## [Stated task]
In the forum thread below about the Bonsai Shelf, explain why the host asks visitors to leave fees, using the reason the thread gives.

## [Text section]
[start]

# [CLOSED] Kabuki is crafting the Bonsai Shelf!



## Allytria (Apr 22, 2020)

Kabuki is currently crafting the Bonsai SheIf, if you want to get the recipe from him, please let me know!

In return, I am looking for NMT’s, TBT, hybrids, pink furniture, and outdoorsy items! My island is a huge work in progress and requires a lot of materials, thanks for understanding!


Rules

-I will send codes in groups of TWO

-Please check map and head to their home!

-Drop fees at the Fees/Tip drop off area, left then up from the airport. (My island is a big project and requires a lot of funding, ty for understanding!



Thank you!
c:


----------



## Vadim (Apr 22, 2020)

I'd like to visit!


----------



## danib (Apr 22, 2020)

May I come please!


----------



## Allytria (Apr 22, 2020)

Ready for more!


----------



## FaerieRose (Apr 22, 2020)

Would you like some blue windflowers? Or would you prefer a pink stand mixer? I'd like to drop by.


----------



## mitfy (Apr 22, 2020)

may i visit? :> i can give some bells and/or a lily record player (which can be crafted pink)


----------



## bumblybee (Apr 22, 2020)

I’d like to come! I’ll bring some NMTs.


----------



## thanat0aster (Apr 22, 2020)

Could I come? I'll bring some furniture.


----------



## Bellfont (Apr 22, 2020)

I would love to come I have nmt


----------



## Tenocht (Apr 22, 2020)

May I come over please


----------



## ProfessorMiku (Apr 22, 2020)

May i come with tip?


----------



## cocoacat (Apr 22, 2020)

would like to stop by as well!  can bring some pink items or a nmt


----------



## Fenix (Apr 22, 2020)

I'd like to go! Are one pink and one black tulip alright?


----------



## MayorGong (Apr 22, 2020)

May I visit? I can drop some hybrids ^^


----------



## Saralie (Apr 22, 2020)

I can bring pink roses!


----------



## MartijnE (Apr 22, 2020)

I can bring an orange and pink hyacinth!


----------



## Summ3rain (Apr 22, 2020)

I can bring a hybrid or two if you're still open!


----------



## Allytria (Apr 22, 2020)

Anyone else need it? c:


----------



## Baroque (Apr 22, 2020)

Is he still crafting? I’d love to bring some NMTs!


----------



## BranchingSprout (Apr 22, 2020)

would love to visit! would you be interested in outdoor furniture from the natural or iron series? :^o


----------



## padfoot6 (Apr 22, 2020)

Could I stop by if he's still crafting? I can bring some hybrids!


----------



## Allytria (Apr 22, 2020)

He will probably stop crafting in 15 mins so last call for those who want it <3


----------



## mayornen (Apr 22, 2020)

I'd like to come I can bring a couple nmt


----------



## Arabelle (Apr 22, 2020)

Is he still crafting?


----------



## Allytria (Apr 22, 2020)

He stopped crafting ):


----------

[end]

## [Raw data]
[start]

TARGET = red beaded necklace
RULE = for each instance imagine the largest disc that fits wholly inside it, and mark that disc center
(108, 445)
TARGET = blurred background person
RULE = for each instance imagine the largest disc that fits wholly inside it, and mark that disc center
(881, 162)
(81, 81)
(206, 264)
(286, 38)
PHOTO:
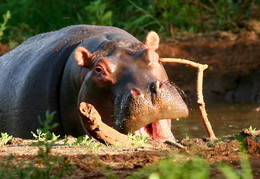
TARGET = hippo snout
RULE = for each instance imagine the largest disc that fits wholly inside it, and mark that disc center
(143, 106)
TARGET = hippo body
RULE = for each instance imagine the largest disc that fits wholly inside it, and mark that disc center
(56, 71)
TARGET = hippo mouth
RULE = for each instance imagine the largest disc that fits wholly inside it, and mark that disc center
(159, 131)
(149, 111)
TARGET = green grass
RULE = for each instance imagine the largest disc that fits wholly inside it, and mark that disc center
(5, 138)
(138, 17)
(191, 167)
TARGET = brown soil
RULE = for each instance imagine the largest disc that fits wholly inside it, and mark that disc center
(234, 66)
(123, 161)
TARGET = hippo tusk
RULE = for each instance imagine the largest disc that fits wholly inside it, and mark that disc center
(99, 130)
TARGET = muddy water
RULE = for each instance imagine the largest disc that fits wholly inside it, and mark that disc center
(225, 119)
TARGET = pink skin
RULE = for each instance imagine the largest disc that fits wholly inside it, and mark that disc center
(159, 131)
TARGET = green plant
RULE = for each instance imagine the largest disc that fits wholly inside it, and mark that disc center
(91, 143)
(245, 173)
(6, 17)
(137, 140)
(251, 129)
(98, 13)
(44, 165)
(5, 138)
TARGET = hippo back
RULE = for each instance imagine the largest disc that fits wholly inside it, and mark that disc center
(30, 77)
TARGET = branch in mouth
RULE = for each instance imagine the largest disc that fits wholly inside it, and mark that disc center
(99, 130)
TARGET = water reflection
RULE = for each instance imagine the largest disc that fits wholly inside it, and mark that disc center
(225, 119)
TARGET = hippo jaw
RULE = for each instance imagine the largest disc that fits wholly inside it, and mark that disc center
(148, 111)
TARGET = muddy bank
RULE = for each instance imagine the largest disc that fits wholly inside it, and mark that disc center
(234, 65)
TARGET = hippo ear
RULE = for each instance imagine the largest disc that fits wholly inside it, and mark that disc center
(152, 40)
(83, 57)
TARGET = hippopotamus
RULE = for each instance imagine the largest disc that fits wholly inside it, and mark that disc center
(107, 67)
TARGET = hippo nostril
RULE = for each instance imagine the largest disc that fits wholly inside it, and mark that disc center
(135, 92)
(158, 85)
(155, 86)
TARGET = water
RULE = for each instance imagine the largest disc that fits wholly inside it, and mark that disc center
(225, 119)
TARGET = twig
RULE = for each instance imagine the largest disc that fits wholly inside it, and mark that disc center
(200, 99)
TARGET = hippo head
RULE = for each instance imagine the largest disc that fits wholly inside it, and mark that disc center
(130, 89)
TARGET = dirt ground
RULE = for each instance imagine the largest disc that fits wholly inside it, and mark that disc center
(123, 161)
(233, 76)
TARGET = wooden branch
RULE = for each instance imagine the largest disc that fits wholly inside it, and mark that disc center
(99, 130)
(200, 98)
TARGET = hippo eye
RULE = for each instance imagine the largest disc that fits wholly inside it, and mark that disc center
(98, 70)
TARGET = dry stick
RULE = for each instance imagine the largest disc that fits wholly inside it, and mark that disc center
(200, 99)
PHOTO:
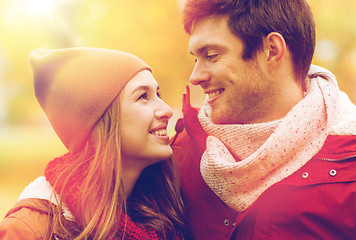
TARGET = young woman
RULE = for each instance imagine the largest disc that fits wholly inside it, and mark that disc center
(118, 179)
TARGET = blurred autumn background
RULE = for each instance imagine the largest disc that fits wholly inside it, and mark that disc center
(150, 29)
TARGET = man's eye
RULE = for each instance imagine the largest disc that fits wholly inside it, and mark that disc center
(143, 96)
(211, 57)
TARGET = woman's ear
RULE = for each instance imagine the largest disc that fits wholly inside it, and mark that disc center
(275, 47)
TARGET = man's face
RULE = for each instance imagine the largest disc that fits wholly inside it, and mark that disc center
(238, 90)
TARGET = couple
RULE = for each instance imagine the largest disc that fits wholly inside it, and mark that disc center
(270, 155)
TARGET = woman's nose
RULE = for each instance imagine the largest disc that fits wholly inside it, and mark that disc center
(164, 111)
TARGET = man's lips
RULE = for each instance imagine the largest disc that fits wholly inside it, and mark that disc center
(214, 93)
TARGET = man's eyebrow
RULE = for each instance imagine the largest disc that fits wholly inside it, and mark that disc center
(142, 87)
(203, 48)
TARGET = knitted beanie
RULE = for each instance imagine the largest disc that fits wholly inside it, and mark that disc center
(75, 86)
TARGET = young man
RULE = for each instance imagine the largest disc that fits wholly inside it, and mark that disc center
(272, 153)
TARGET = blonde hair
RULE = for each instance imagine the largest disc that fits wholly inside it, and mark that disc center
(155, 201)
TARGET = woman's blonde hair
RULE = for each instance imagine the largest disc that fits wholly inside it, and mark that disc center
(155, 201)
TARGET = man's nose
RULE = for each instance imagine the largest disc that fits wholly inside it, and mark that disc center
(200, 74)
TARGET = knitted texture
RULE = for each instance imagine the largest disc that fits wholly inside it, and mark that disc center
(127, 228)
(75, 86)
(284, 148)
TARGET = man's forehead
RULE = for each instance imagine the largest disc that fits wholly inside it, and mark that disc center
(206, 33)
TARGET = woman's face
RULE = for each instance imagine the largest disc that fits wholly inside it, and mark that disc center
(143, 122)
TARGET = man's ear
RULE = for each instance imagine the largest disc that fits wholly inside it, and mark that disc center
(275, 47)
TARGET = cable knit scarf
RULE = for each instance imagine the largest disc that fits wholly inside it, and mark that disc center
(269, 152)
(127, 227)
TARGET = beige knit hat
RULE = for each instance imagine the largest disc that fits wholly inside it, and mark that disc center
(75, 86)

[end]
[start]

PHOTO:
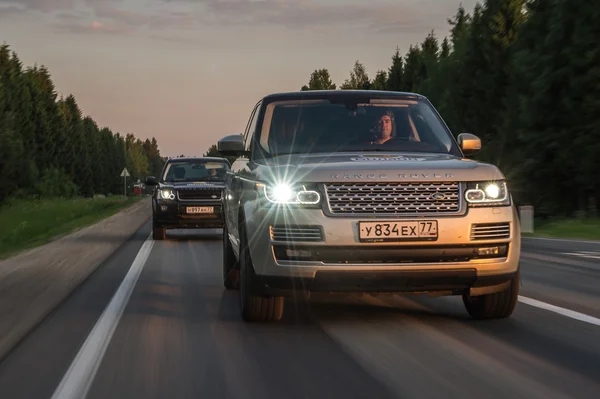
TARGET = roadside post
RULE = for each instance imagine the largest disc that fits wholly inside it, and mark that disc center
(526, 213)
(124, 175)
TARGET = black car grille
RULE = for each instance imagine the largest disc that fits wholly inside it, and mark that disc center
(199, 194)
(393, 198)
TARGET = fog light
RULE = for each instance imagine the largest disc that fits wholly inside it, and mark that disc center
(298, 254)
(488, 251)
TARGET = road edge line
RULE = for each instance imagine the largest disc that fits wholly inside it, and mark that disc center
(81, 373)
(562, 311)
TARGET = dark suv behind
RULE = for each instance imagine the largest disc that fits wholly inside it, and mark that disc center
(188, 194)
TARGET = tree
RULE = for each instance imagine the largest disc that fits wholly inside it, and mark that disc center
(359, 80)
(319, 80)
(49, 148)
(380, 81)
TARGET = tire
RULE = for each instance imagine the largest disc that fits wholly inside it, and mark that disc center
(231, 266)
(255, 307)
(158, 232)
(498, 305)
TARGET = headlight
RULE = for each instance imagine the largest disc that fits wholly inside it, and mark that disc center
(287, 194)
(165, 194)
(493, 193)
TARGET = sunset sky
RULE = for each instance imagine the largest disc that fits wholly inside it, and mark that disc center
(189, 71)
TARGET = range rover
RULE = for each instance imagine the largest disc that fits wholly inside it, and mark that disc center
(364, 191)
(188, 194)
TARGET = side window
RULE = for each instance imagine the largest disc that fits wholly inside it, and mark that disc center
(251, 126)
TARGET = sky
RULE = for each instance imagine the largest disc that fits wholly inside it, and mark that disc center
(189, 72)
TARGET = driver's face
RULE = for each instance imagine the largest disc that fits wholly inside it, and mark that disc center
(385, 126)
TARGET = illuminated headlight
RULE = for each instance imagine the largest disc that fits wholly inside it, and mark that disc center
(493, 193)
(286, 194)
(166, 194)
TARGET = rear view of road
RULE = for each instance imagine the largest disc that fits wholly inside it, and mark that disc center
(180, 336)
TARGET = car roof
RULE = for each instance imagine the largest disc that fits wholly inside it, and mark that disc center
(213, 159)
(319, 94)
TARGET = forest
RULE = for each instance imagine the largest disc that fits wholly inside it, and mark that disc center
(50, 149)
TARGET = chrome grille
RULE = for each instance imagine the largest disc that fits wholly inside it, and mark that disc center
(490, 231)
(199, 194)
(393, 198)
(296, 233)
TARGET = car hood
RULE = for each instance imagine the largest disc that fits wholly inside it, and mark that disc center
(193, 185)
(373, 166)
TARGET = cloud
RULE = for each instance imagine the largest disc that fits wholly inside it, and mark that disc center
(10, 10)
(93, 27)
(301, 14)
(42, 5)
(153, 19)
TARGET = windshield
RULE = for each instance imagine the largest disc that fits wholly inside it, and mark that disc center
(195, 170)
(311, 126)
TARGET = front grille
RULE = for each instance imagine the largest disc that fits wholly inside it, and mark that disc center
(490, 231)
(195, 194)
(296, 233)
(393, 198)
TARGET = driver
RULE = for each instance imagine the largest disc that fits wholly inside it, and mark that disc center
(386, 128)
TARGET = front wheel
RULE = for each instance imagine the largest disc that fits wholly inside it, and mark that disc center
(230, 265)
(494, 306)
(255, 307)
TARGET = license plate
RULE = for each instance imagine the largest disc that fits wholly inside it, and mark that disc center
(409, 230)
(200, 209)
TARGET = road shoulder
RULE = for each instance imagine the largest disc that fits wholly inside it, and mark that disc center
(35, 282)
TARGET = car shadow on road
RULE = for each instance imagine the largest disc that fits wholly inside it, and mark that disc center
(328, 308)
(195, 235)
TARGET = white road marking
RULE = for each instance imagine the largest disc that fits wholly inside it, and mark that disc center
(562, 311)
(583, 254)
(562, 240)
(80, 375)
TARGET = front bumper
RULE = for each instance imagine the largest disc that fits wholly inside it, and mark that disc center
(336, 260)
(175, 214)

[end]

## [Answer to the task]
Allytria asks visitors to drop fees at the Fees/Tip drop-off area, left then up from the airport, because the island is a big project that requires a lot of funding.